Can you copy the lines from the one that contains "Give the innermost point of each instance of the adidas logo" through the end of the material below, exactly and with nothing else?

----

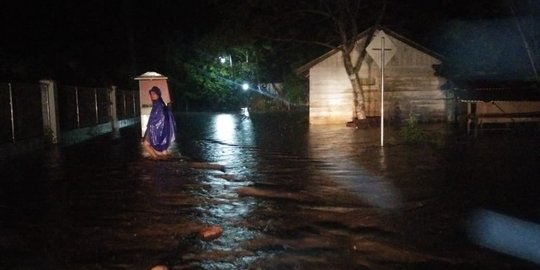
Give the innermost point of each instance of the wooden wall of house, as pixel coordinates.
(410, 83)
(330, 95)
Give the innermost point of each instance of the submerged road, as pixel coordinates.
(287, 196)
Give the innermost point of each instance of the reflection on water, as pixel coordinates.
(292, 196)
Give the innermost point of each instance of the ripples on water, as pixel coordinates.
(292, 196)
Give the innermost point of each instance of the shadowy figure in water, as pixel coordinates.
(161, 128)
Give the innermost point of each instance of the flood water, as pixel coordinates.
(290, 196)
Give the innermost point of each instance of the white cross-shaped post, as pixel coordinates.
(378, 55)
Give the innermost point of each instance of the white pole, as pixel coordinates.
(382, 91)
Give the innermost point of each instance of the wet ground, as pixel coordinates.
(290, 196)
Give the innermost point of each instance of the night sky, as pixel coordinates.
(71, 38)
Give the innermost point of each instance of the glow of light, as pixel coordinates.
(506, 234)
(224, 126)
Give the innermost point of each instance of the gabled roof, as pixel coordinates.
(305, 68)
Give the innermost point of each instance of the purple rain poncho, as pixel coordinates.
(161, 127)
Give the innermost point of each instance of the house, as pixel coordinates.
(410, 86)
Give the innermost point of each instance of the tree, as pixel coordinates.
(338, 24)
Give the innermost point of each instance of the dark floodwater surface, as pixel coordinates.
(291, 196)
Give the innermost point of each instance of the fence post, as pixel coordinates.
(49, 105)
(114, 115)
(11, 113)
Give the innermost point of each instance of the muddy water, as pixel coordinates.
(291, 196)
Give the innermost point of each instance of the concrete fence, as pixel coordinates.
(46, 113)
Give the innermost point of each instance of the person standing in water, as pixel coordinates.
(161, 127)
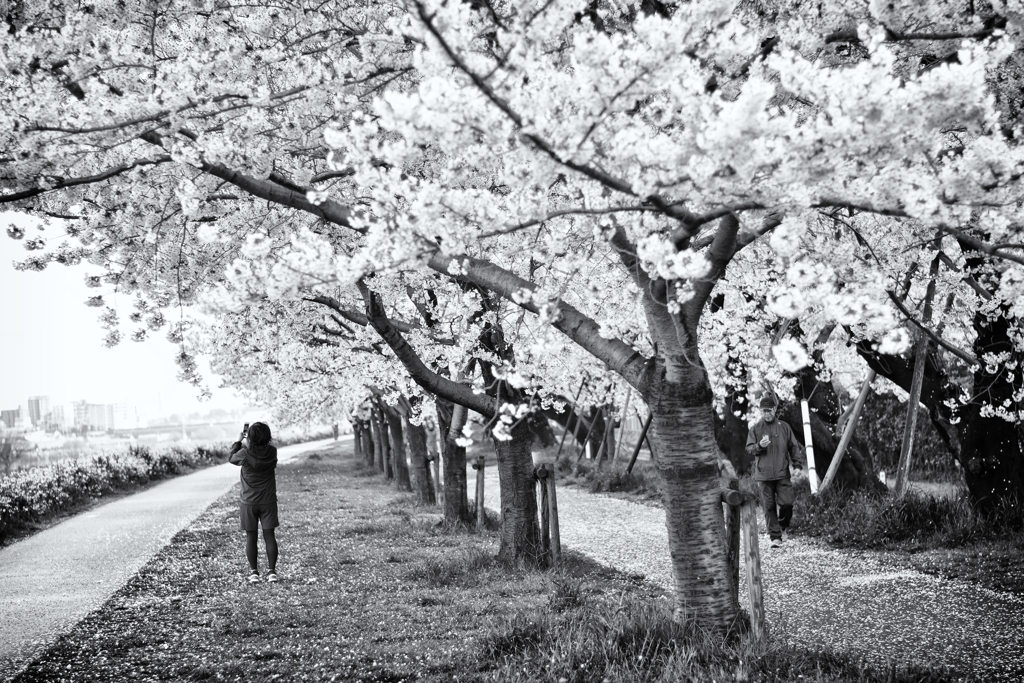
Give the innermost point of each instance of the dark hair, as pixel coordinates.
(259, 433)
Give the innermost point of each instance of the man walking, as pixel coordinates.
(774, 447)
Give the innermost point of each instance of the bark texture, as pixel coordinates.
(398, 455)
(683, 431)
(420, 468)
(520, 538)
(454, 458)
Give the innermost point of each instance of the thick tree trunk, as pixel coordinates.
(356, 441)
(366, 434)
(454, 459)
(730, 433)
(687, 460)
(418, 454)
(990, 446)
(520, 539)
(399, 463)
(375, 431)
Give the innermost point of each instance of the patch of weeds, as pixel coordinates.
(566, 593)
(365, 529)
(642, 483)
(463, 567)
(866, 518)
(641, 641)
(434, 601)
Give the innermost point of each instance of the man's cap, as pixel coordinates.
(259, 433)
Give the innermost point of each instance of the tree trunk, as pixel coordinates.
(356, 442)
(375, 430)
(418, 454)
(456, 494)
(399, 464)
(520, 537)
(366, 435)
(687, 460)
(990, 446)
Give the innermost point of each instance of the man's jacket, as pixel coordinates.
(259, 485)
(773, 462)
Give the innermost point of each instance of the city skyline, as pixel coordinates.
(54, 345)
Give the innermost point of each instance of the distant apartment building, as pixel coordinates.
(93, 417)
(39, 411)
(12, 419)
(126, 417)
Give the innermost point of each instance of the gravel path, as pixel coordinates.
(53, 579)
(849, 601)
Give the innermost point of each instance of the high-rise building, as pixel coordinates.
(11, 419)
(39, 409)
(94, 417)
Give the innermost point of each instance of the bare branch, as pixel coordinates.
(426, 378)
(616, 354)
(84, 180)
(964, 355)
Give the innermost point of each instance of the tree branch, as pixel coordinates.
(84, 180)
(426, 378)
(722, 250)
(964, 355)
(616, 354)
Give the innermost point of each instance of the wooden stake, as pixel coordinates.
(556, 540)
(643, 435)
(478, 466)
(622, 421)
(752, 554)
(812, 474)
(913, 401)
(576, 427)
(848, 433)
(542, 479)
(732, 537)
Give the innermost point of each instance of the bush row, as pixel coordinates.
(34, 495)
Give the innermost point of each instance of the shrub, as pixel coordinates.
(882, 520)
(35, 495)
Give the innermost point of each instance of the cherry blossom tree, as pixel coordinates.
(601, 167)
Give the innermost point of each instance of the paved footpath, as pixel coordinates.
(53, 579)
(851, 601)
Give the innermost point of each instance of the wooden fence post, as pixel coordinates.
(812, 473)
(848, 433)
(576, 427)
(732, 500)
(749, 519)
(556, 540)
(542, 479)
(622, 423)
(480, 517)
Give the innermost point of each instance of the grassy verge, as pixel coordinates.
(940, 536)
(374, 590)
(32, 499)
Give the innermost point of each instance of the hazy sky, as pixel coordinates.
(51, 344)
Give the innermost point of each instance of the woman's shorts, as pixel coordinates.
(265, 514)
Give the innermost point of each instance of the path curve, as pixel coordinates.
(851, 601)
(50, 581)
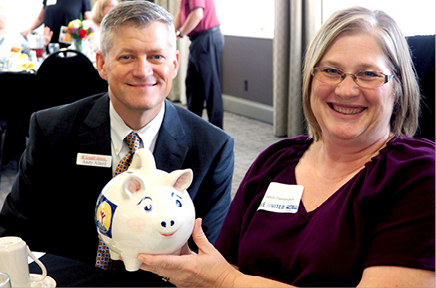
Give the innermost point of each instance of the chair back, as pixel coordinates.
(66, 76)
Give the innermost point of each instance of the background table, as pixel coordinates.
(72, 273)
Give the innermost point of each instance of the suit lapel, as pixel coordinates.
(94, 136)
(169, 153)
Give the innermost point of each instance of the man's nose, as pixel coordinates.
(144, 68)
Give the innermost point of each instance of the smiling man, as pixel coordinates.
(139, 60)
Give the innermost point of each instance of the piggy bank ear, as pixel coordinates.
(181, 179)
(132, 184)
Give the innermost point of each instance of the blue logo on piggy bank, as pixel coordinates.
(104, 215)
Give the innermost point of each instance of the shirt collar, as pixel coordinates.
(119, 130)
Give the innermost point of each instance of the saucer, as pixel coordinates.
(48, 282)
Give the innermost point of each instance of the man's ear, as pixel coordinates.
(101, 65)
(176, 63)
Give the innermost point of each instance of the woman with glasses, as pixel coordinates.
(352, 204)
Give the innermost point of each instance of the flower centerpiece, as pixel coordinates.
(78, 31)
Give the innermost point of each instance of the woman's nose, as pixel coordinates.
(347, 87)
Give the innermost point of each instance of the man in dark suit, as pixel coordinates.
(52, 202)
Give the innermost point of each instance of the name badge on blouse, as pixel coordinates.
(282, 198)
(94, 160)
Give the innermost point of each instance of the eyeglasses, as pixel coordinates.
(364, 78)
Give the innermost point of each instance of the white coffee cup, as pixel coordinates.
(13, 260)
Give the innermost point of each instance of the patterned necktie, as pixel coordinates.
(133, 141)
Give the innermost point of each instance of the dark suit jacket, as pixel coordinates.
(52, 202)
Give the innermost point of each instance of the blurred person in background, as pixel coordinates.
(197, 19)
(13, 41)
(352, 203)
(99, 10)
(57, 13)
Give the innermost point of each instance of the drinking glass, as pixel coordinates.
(5, 280)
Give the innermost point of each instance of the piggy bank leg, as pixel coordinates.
(130, 262)
(114, 255)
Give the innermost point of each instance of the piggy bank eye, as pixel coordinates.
(148, 205)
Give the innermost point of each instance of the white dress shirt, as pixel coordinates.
(119, 131)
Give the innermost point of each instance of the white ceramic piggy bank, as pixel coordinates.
(145, 210)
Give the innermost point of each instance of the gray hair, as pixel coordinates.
(384, 29)
(137, 14)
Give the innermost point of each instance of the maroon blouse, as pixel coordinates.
(384, 215)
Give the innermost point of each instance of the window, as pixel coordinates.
(249, 18)
(415, 17)
(255, 18)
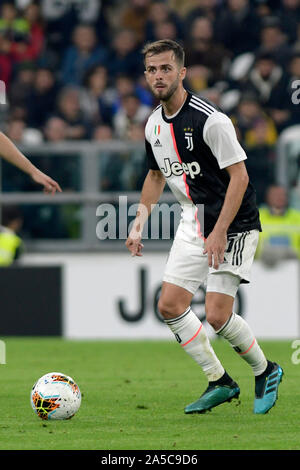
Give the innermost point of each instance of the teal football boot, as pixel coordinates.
(266, 390)
(213, 396)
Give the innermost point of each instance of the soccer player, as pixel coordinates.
(193, 147)
(10, 153)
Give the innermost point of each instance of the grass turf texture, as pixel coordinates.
(134, 394)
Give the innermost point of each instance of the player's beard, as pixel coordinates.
(166, 94)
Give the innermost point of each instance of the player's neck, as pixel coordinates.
(175, 102)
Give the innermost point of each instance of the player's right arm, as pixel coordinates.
(152, 189)
(10, 153)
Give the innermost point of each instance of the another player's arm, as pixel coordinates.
(215, 244)
(10, 153)
(152, 189)
(220, 136)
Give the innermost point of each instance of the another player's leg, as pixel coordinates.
(235, 329)
(174, 305)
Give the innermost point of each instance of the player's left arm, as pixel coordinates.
(216, 242)
(220, 136)
(10, 153)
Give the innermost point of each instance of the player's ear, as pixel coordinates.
(182, 73)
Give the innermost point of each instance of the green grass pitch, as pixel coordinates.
(134, 394)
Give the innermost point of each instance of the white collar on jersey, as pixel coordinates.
(178, 110)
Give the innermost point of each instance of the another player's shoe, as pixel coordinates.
(266, 388)
(214, 395)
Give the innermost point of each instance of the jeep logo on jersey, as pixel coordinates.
(188, 135)
(177, 168)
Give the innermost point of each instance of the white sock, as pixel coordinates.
(190, 334)
(241, 338)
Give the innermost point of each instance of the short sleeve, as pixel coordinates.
(219, 134)
(152, 163)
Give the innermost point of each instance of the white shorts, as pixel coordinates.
(187, 266)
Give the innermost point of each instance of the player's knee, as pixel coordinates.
(216, 315)
(168, 308)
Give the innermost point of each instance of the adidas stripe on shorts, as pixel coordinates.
(187, 266)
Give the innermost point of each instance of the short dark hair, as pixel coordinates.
(164, 45)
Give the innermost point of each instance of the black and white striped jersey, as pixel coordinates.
(192, 149)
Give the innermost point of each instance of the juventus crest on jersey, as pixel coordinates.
(192, 149)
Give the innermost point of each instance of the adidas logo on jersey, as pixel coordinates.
(176, 168)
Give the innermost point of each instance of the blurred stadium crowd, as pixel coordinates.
(73, 69)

----

[Problem solution]
Give the innermost point of each instance of the adidas logo on jersey, as pixel coordinates.
(176, 168)
Give the innermost point of each instance of the blurred stadium crowd, as pixel coordinates.
(73, 69)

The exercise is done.